# STATED EXERCISE
Retype every line of the listing below exactly, leaving the pictures out of your copy.

# Start of LISTING

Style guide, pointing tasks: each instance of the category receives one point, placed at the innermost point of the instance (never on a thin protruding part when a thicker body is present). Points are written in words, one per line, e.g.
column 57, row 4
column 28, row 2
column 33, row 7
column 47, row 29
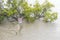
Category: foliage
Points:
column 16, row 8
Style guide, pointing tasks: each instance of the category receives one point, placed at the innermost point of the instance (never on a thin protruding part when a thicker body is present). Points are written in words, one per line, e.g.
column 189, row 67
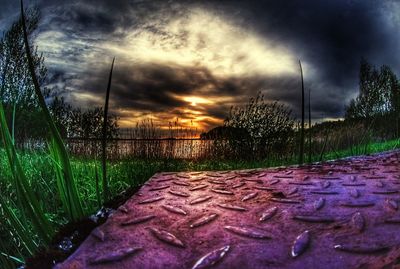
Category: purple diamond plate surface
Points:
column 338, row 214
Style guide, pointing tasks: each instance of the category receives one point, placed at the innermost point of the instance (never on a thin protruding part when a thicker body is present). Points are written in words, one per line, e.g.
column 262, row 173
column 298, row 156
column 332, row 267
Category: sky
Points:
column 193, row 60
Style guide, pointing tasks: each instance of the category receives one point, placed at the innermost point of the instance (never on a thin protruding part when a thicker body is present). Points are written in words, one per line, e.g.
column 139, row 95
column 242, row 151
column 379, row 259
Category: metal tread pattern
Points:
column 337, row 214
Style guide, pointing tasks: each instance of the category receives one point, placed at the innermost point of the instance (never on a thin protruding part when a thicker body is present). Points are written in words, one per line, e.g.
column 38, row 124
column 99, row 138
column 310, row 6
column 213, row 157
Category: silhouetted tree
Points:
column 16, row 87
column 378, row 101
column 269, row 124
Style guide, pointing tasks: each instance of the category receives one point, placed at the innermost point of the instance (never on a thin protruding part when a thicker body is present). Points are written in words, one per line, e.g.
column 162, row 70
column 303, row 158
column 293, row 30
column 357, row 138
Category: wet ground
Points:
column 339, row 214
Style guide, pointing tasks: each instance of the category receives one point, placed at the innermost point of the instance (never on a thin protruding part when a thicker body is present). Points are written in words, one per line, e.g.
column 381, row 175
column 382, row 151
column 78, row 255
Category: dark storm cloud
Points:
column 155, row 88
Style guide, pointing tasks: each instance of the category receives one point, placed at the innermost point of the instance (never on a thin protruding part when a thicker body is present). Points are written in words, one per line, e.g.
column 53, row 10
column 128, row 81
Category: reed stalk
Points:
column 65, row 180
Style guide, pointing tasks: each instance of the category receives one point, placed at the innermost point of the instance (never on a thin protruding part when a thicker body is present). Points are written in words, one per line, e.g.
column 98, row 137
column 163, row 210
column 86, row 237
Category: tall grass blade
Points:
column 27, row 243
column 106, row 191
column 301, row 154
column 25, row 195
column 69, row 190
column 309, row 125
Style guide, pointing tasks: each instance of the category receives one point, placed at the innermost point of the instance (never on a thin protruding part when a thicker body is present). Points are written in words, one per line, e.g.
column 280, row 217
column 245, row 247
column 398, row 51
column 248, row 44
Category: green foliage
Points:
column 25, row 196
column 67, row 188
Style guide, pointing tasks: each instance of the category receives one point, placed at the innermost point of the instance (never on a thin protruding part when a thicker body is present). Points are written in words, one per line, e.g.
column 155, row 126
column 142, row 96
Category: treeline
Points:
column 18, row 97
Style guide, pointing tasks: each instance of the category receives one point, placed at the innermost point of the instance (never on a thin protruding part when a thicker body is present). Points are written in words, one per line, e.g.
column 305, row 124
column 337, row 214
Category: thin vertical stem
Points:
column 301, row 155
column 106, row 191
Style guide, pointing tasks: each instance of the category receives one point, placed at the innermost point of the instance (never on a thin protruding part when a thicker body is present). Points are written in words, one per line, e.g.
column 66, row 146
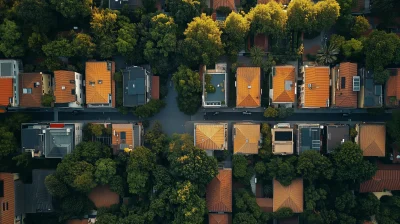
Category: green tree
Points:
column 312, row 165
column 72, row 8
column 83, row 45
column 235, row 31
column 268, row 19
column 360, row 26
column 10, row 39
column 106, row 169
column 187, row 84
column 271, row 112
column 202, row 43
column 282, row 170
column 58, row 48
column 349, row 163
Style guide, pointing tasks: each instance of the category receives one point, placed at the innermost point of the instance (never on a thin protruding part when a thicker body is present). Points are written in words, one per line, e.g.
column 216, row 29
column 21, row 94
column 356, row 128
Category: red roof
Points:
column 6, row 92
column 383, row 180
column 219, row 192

# End of LISTING

# COMPLETED EXERCISE
Style guide, pointing tasks: each instance of the category receives one point, placed at the innermost point of the instance (never on a thin protruding part when a thicker body is present). Points are written in words, one per line, e.g.
column 57, row 4
column 28, row 2
column 33, row 7
column 47, row 29
Category: foliage
Points:
column 16, row 8
Style guide, pointing tasks: each instance of the category receives one point, placed at the innermost point of the instance (never on a thin protruding part when a thicker body is present). Points are written in words, one per line, e.g.
column 189, row 67
Category: purple diamond plate surface
Points:
column 338, row 214
Style guide, pointing tasks: each instance of the category receives one point, placed at the innermost point of the instance (never on a thin protruding part when a thicker body is present). Points are written in words, one per line, e.g.
column 262, row 173
column 298, row 156
column 332, row 267
Category: sky
Points:
column 193, row 60
Style guide, pointing tasks: each instance of the category receives one point, placed at the innermost point of the instance (never on a thin protruding part when a thicker body is present). Points are written in words, one per line, e.g.
column 139, row 95
column 242, row 151
column 379, row 259
Category: metal tread pattern
Points:
column 337, row 214
Style guide, pointing tasks: each instance of the category receives one point, placed at the innermost point of the instance (never on a thin protruding part when a thicker body is present). Points are written in words, one per line, e.g.
column 38, row 124
column 99, row 138
column 310, row 6
column 213, row 157
Category: silhouetted tree
Points:
column 16, row 87
column 378, row 101
column 269, row 124
Style guide, pointing tasks: each instance of the category receives one point, placed at the innermost point of the instance (never on a thin protruding part when a thicker body is present). Points are written in words, one per line, e.g.
column 162, row 70
column 303, row 158
column 293, row 30
column 357, row 138
Category: wet ground
Points:
column 339, row 214
Style guide, pointing tasks: each instance of the category receives one point, placed at the innermost point of the instance (never on a thin protruding part when a thicker body is present). Points are written in words, one per line, e.g.
column 381, row 175
column 382, row 151
column 78, row 255
Category: dark storm cloud
Points:
column 155, row 88
Style guide, pointing tasks: each instance of the category receives one point, placed at the innermost point of the instance (never on a thin protruding part when a thicker body is present). Points are written in words, one per line, e.g.
column 53, row 10
column 128, row 81
Category: reed stalk
Points:
column 65, row 180
Style guide, pointing tasks: each instance of the category receives one point, placed at the innermost point of the instance (never on a thin protruding part when a thicker body is present). Points are written in words, one per line, e.g.
column 98, row 137
column 163, row 210
column 86, row 237
Category: tall grass blade
Points:
column 27, row 243
column 106, row 191
column 301, row 154
column 25, row 195
column 69, row 190
column 309, row 125
Style guide, pointing tasks: each instance of the category receives one point, placed at the innermost point of the instance (never on a thin protruding part when a thicker body is present). Points are written in words, one per line, e.g.
column 280, row 217
column 245, row 247
column 398, row 51
column 248, row 44
Category: green foliage
Points:
column 25, row 196
column 67, row 188
Style guide, pointing tasks: each instance of the category receives one point, placed at the innermost point of the instance (never on a thin protruding part when a thicker body is present). Points are written in words, one per line, e.g.
column 155, row 126
column 142, row 96
Category: treeline
Points:
column 18, row 97
Style guide, pointing tasks: each instance of the category receives one point, placed at the innermost point of the instance (never on a thin protruding part when a thicker body is present). Points are written in words, one per line, e.g.
column 305, row 124
column 337, row 214
Category: thin vertical stem
Points:
column 301, row 155
column 106, row 191
Style guide, pointing tasks: each instance of the category receives one point, placed at the innermost point of the instance (never on a thin protruding part when a thicker body is present). Points are written in words, one per line, e.g.
column 66, row 146
Category: green tree
Points:
column 312, row 165
column 72, row 8
column 83, row 45
column 235, row 31
column 268, row 19
column 360, row 26
column 10, row 39
column 106, row 169
column 187, row 84
column 271, row 112
column 202, row 43
column 282, row 170
column 58, row 48
column 349, row 163
Style guide, pointing tasks: each instance of the category receives one point, placed at the innermost point of the instance (never on a thin protruding part when a thicker body is present). Points are written in words, one per line, e.g.
column 216, row 29
column 21, row 94
column 356, row 128
Category: red roof
Points:
column 6, row 92
column 383, row 180
column 219, row 192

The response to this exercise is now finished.